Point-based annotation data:

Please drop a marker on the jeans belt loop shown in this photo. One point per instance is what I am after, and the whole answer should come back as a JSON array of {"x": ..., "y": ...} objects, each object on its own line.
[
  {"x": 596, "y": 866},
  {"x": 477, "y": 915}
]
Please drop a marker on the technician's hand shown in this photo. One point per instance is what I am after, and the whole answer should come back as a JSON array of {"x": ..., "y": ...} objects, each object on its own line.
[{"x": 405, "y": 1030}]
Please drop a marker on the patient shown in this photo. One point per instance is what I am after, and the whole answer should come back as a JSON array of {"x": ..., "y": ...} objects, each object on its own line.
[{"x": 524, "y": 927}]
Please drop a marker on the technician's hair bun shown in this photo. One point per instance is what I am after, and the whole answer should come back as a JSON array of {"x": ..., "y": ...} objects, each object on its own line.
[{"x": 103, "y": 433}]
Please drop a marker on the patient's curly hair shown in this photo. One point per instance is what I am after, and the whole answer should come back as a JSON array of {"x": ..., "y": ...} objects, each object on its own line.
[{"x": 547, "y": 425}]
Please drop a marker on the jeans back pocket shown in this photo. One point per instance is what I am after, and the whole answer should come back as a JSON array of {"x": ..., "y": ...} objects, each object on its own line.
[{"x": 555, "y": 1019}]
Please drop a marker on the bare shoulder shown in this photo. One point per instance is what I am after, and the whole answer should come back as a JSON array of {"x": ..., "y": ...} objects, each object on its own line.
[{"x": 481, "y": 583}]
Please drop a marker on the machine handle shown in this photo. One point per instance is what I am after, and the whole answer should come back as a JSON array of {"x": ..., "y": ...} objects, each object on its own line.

*What you should do*: Quote every row above word for word, with nothing changed.

*Written response*:
Please drop a marker on the jeans belt loop shown in this photo. One point per instance is what I am after, and the whole answer should come back as a JSON array of {"x": ..., "y": ...} objects, each object on its own line.
[
  {"x": 596, "y": 866},
  {"x": 477, "y": 915}
]
Please drop a marker on the technician's hand shown in this photo. One point per instance is what I am after, and the whole answer should come back as a JSON array of {"x": ..., "y": ...} objects, each object on its own line.
[{"x": 405, "y": 1030}]
Please drop a marker on the patient shown in this photo. One point per instance is what I am after, and the whole answer should come back as a JSON array of {"x": ..., "y": ...} objects, each object on its own line.
[{"x": 524, "y": 927}]
Please drop a marker on the technician's hair bun shown in this photo. One point per instance is what I am after, and the whole answer should come back as a JSON array of {"x": ..., "y": ...} objects, each object on its own line.
[{"x": 103, "y": 433}]
Please drop a marker on the patient's curly hair shown in this photo. One point per instance is what I am after, and the whole answer should come back as a JSON array of {"x": ..., "y": ...} objects, each object on its own line.
[{"x": 547, "y": 425}]
Please drop a marker on the jeans back pocket shown in this photo. One point per instance is what I am after, and the whole answer should come back as a JSON array of {"x": ..., "y": ...} objects, each object on its own line.
[{"x": 555, "y": 1019}]
Please drop a marker on the bare shoulder shown in this photo. One point per instance is what I am after, and the whole answer should come back as a JSON array of {"x": ..., "y": ...} objects, each object on its own line.
[{"x": 481, "y": 583}]
Please drop a marker on the machine handle shown in this photo. One point per instance is what I am after, and the whole answer should come back as a JSON array of {"x": ..., "y": ...} objects, each object on its own line.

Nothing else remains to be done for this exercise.